- [Requirements]:
a) Copy word for word the part of the slingshot hunting thread starting with "Here are two" and going on through "for my skills!".
b) Extend the slingshot hunting thread past its last line.

- [Passage provided]:
# Two recent kills!



## slingshooterPT (Feb 22, 2014)

Hello ssf friends!!
Here are two recent kills, one using the R10 and m8 nuts and the other with a homemade catty and 11 mm lead which is about 30m away, nice shot for my skills!

Cheers and good hunts


----------



## Tentacle Toast (Jan 17, 2013)

Looks tasty  Nice shooting, friend!


----------



## Charles (Aug 26, 2010)

Both good shots! At 30 meters, I would not even shoot!!!

Cheers .... Charles


----------



## slingshooterPT (Feb 22, 2014)

Thanks guys! I also wouldn´t normaly shot at 30m but I´m using fast bands and relatevly heavy ammo, and the doves are not realy big so I know that if I can put a shot into the breast area I will drop her!


----------



## Mr-W (Jun 17, 2015)

99 feet.... Thats a looooooong shot to take. Nice shooting brother

Draw steady - shoot straight


----------



## Mr-W (Jun 17, 2015)

- [Data listing]:
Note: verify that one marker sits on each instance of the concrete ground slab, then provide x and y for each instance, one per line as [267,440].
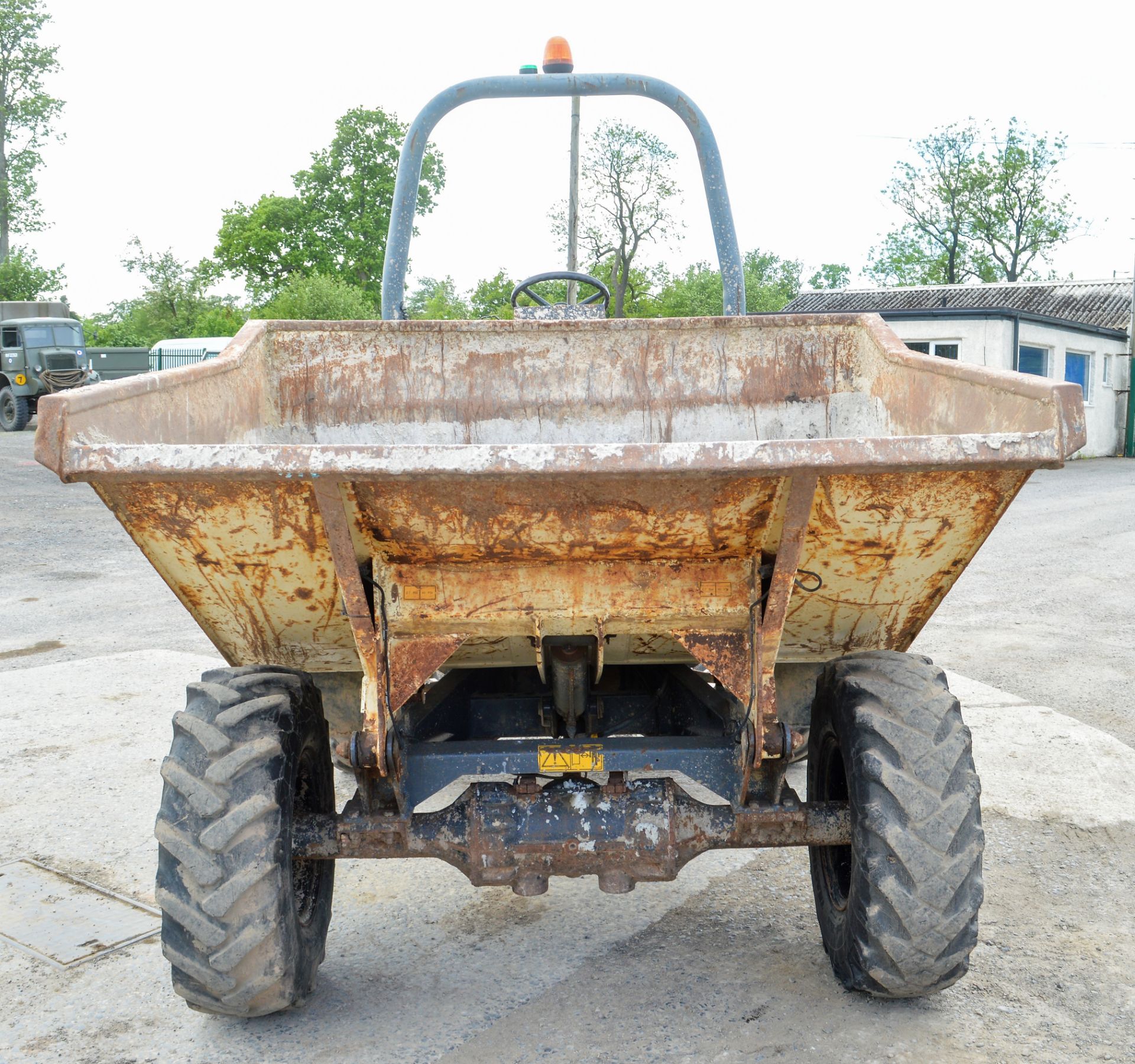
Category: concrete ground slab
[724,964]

---

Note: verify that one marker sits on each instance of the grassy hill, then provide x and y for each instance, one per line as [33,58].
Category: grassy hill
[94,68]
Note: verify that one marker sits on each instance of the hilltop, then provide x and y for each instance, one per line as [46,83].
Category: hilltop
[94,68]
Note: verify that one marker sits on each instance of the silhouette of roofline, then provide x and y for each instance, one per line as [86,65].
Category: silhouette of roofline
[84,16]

---

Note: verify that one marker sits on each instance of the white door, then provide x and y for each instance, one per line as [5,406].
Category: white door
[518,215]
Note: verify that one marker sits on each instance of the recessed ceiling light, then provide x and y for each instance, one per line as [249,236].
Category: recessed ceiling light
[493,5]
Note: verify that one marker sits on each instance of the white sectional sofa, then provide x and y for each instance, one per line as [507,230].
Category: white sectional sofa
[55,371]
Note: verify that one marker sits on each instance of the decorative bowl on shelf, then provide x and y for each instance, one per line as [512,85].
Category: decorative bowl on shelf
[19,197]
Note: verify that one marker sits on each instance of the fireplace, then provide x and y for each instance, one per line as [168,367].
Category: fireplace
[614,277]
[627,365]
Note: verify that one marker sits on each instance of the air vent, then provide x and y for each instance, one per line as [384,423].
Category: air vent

- [Answers to the tasks]:
a)
Here are two recent kills, one using the R10 and m8 nuts and the other with a homemade catty and 11 mm lead which is about 30m away, nice shot for my skills!

b)
I'm with Charles though, 15m and id probably not waste time

Draw steady - shoot straight


----------



## slingshooterPT (Feb 22, 2014)

Thanks allot Mr-W!!


----------



## wll (Oct 4, 2014)

Mr-W said:


> 99 feet.... Thats a looooooong shot to take. Nice shooting brother
> Draw steady - shoot straight


Where I live 30 yds is the close norm, a 20 yard shot is close, that is a shot you must make !

wll


----------



## Phoul Mouth (Jan 6, 2015)

A 30m kill, very impressive. Some good eating there too.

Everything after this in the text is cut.